» REQUIRED WORK
Reproduce the stretch from "Notes from these" through "the most pressing." in the passage on Pivot's founding, changing "police accountability" to "tenant rights".

“I had lots of questions about everything,” Richardson recounts. “So I had this routine. Every couple of weeks, I would take a Saturday and meditate all day. And then in the evening, I would take ’shrooms and go down to the beach and just pace up and down, trying to figure my life out.
“I did that for about six months,” he continues. “It was a lot of [hallucinogenic] mushrooms. And Pivot was kind of the child of that process … The idea that I should start this organization called Pivot that would do strategic litigation on behalf of marginalized people.”
Today, Pivot Legal Society has a nondescript office in the Downtown Eastside, tucked next to a trucking overpass that connects to the city’s port. Over the years, its small but dedicated team of lawyers has won major victories for sex workers, homeless people, and victims of police abuse.
Pivot was founded at the old VANDU office on the corner of West Hastings and Cambie Street. “He came in and said, ‘Hello, my name’s John Richardson,’” Livingston recounts. Richardson told her a story about a walk he had recently taken through the Downtown Eastside, hoping to recover a stolen CD player. Faced with the neighbourhood’s poverty, Richardson felt he couldn’t turn away without trying to help.
“This is a social-justice issue,” Livingston remembers Richardson saying. “This is just fucking nuts!”
Dean Wilson was also there at VANDU that day. “It was a Friday afternoon,” he says. “It was, like, ten minutes to five and we were trying to wrap up for the day when he walked in. I looked at him, and I thought he was just another junkie.”
Richardson explained that he was actually a lawyer, which made Livingston’s ears perk up. “He said he wanted to use strategic litigation to advance this movement, this civil rights movement,” she says. “And I said, ‘Good.’”
Over the years, plenty of well-meaning people had offered to help VANDU in one way or another. After an initial pledge of support, it was rare Livingston ever saw them again. “But he never flaked out,” she says.
Richardson had identified a need for legal services in the Downtown Eastside. Then he’d asked around for who might be interested in working with him on that. Livingston’s name was the one that kept coming up.
She was “eternally radical,” is how Richardson describes his first impression of her.
At the VANDU office, Richardson held monthly meetings with drug users. He brought food and they called them “pizza parties.” He also brought a number of other lawyers as rotating guest speakers. A process of reciprocal education took shape. Drug users and VANDU members living on the street or in the Downtown Eastside’s crummy hotels shared stories of persecution and police brutality—stories of such flagrant abuse of authority that at first Richardson and his lawyer friends had trouble believing them. In exchange, the lawyers answered VANDU’s questions and taught members about their basic civil rights.
After a few months of pizza parties, Livingston recounts how the meetings grew more focused. She pulled out her big white chart paper and returned to the basic organizing tactics that had worked so well for her since her Back Alley days. “We asked, ‘What are the issues in this neighbourhood?’” Livingston remembers. “‘What’s going to make the biggest difference with very limited resources? What should we do?’ And what came out of it was this raw, unignorable problem: the cops.”
Notes from these early Pivot meetings at VANDU actually show that four key issues were adopted as official areas of focus: drug addiction, sex work, homelessness, and police accountability. But it was problems with the cops that emerged as the most pressing.
Richardson and the lawyers he brought to VANDU were utterly shocked by the stories they heard there. Someone would tell a story about an incident where they had sworn at a police officer and then were physically assaulted. Then other VANDU members would laugh, saying things like, “You cussed him, of course you’re going to get hit.” Richardson explains that literally not one of the drug users there was aware that a police officer was not allowed to respond to verbal abuse with a physical assault.

» DATA FOR ANALYSIS

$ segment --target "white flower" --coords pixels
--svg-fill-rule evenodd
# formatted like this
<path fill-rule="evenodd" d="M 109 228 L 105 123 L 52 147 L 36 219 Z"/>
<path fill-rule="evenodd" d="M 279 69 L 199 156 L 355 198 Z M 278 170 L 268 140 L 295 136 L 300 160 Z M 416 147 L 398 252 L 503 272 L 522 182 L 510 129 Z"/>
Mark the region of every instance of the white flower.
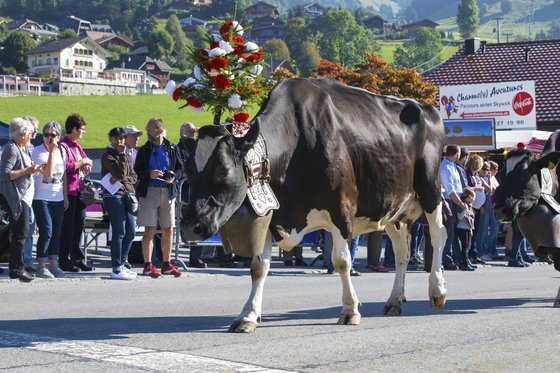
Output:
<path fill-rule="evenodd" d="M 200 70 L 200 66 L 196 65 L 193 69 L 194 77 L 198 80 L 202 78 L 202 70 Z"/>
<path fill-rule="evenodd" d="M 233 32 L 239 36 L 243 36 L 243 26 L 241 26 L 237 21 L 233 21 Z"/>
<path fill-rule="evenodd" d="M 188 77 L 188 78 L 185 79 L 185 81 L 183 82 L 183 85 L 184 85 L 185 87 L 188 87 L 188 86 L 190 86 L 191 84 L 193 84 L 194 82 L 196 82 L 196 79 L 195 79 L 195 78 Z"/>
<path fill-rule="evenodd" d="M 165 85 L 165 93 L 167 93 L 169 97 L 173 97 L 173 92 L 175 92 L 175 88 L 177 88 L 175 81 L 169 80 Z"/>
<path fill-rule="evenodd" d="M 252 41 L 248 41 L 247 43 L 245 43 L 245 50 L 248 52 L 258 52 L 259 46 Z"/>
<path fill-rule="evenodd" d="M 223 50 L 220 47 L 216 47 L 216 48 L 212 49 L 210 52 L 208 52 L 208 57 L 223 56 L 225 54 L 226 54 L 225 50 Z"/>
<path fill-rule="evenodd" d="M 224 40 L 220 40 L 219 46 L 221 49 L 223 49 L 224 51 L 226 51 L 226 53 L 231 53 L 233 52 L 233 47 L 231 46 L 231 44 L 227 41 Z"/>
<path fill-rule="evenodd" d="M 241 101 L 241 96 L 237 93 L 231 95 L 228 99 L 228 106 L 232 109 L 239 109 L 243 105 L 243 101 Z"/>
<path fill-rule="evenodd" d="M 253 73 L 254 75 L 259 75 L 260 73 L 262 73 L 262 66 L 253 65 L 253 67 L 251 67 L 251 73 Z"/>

» EXERCISE SOLUTION
Notes from these early Pivot meetings at VANDU actually show that four key issues were adopted as official areas of focus: drug addiction, sex work, homelessness, and tenant rights. But it was problems with the cops that emerged as the most pressing.